What needs to be done:
Rewrite the data below, starting at its first line and going on through the line with "[226, 206, 263, 240]", requests included. Shift every box coordinate in the answers up by 7, and leave the requests and their sample coordinates unchanged.

Data provided:
===

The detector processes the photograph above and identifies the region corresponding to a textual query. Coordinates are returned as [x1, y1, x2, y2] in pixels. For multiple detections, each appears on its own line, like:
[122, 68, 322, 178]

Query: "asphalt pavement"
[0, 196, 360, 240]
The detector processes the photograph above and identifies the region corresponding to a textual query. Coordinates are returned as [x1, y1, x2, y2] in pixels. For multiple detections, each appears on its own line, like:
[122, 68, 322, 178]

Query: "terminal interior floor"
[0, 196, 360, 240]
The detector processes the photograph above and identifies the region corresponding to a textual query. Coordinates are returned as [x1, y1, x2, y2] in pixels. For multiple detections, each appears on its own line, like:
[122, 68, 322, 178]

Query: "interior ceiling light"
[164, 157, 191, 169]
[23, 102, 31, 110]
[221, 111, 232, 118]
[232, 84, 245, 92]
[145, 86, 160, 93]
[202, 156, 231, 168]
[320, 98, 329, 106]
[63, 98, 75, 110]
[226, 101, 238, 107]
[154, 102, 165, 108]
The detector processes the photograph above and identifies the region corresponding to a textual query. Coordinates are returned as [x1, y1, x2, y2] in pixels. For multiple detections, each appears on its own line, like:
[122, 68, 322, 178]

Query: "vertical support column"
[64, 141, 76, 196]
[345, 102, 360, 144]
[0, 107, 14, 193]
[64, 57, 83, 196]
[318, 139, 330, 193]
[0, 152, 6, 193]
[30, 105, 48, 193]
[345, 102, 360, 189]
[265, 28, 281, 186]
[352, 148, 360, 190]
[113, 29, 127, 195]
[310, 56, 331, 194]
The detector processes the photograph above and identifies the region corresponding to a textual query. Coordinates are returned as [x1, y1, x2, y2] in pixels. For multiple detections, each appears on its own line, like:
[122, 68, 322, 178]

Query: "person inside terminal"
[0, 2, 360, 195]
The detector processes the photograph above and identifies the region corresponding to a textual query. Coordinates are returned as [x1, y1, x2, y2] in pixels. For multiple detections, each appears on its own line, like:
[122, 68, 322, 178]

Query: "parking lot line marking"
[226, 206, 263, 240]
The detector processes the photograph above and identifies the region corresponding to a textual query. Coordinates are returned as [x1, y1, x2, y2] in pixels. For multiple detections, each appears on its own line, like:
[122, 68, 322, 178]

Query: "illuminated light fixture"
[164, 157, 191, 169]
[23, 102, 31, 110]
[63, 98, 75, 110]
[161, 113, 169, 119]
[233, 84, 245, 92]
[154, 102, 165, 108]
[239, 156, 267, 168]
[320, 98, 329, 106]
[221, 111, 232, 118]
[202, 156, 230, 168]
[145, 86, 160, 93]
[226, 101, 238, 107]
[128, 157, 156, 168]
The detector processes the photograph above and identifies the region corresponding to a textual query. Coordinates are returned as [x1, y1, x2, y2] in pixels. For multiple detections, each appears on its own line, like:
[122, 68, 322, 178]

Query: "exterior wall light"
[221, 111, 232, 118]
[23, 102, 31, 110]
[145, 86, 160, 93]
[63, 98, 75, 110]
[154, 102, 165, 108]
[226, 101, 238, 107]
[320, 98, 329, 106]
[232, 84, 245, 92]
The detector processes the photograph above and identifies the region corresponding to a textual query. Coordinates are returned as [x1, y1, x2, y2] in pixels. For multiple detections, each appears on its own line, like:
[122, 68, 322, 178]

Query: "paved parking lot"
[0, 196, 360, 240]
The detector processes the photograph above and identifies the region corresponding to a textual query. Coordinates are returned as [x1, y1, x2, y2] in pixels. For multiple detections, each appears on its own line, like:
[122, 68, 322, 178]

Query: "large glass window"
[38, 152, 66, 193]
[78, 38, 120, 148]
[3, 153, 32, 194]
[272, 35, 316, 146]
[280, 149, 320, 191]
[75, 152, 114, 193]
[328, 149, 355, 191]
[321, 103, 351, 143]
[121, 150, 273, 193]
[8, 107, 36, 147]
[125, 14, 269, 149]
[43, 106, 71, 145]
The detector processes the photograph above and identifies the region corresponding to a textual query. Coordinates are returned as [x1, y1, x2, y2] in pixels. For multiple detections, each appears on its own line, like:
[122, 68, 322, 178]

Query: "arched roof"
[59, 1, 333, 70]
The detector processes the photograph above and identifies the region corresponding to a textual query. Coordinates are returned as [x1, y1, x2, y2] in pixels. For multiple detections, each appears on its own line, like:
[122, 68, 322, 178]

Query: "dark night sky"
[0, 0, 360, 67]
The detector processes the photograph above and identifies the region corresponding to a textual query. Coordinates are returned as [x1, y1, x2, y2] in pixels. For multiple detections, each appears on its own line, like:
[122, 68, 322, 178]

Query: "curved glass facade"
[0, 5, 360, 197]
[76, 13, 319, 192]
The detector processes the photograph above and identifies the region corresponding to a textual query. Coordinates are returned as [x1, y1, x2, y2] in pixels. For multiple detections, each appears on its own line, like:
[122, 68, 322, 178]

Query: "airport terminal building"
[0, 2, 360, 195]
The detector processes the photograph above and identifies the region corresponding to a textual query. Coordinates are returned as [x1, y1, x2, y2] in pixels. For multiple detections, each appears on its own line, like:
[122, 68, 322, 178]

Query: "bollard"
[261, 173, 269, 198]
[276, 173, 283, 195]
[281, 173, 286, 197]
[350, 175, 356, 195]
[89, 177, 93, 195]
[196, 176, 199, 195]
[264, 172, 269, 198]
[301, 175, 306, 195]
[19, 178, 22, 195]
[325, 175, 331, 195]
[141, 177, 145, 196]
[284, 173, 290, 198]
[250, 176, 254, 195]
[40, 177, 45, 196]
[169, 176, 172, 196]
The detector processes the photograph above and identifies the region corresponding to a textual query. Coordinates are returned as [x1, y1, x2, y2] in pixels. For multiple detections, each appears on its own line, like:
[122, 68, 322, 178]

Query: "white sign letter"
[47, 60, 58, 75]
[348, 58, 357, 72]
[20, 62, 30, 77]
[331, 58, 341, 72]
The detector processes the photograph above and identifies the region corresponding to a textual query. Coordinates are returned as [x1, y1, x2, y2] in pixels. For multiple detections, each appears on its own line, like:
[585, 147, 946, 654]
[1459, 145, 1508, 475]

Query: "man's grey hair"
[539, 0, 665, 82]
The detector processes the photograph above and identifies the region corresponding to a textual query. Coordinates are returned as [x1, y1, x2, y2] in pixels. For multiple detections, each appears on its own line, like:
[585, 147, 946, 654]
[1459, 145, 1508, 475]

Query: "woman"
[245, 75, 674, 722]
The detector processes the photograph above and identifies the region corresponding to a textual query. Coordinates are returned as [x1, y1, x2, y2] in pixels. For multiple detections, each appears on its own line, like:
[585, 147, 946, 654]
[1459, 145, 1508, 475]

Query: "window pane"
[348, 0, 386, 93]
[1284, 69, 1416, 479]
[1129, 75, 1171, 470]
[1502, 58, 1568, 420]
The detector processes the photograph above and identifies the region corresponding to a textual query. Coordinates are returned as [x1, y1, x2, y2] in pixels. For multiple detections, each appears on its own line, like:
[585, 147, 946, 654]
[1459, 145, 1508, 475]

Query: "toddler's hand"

===

Response:
The detector processes the photograph above and identifies the region corresponding to a textual query. Coordinates are returned as [x1, y1, x2, y2] in pixels. For multiple detections, each appears on its own line, like:
[122, 68, 322, 178]

Query: "asphalt pavement"
[7, 203, 367, 247]
The detector processes the photograph above and identifies the region corresponding to a textual query. Coordinates are returned as [x1, y1, x2, y2] in pixels. For multiple detections, each appears on its own line, like:
[122, 68, 322, 178]

Query: "terminal interior floor"
[7, 203, 367, 247]
The detector processes the photograph above and identifies the region corresponding to a textual query. Coordinates are returned as [x1, y1, x2, y2] in pixels. For multiple detections, each appears on its own line, like:
[122, 68, 322, 178]

Query: "interior ceiling light"
[171, 164, 198, 176]
[30, 109, 38, 117]
[228, 118, 239, 125]
[239, 91, 252, 99]
[152, 93, 167, 100]
[209, 163, 238, 175]
[327, 105, 336, 113]
[70, 105, 82, 117]
[233, 108, 245, 114]
[161, 109, 172, 115]
The detector processes the photograph above and identifies the region corresponding to a textual query. Coordinates are returned as [x1, y1, x2, y2] in pixels. For multiple detections, each appears on its own line, like:
[122, 68, 322, 178]

Query: "vertical support column"
[71, 148, 83, 203]
[352, 109, 367, 151]
[7, 114, 21, 200]
[71, 64, 90, 203]
[325, 146, 337, 200]
[7, 159, 13, 200]
[37, 112, 55, 200]
[352, 109, 367, 196]
[272, 35, 288, 193]
[359, 155, 367, 197]
[120, 36, 134, 202]
[317, 63, 338, 201]
The detector processes the photograph above and identifies the region corresponding to a textual query. Coordinates are returned as [x1, y1, x2, y2] in pixels. For multiple detections, each appears on its own line, like:
[122, 68, 322, 178]

Query: "person inside terminal"
[7, 9, 367, 202]
The detector processes the photograph above and identifies the region corresponding to a textual query. Coordinates are returned as [x1, y1, x2, y2] in pixels. For multiple detections, each appears on its own line, like:
[122, 68, 322, 178]

Query: "parking lot line marking"
[233, 213, 270, 247]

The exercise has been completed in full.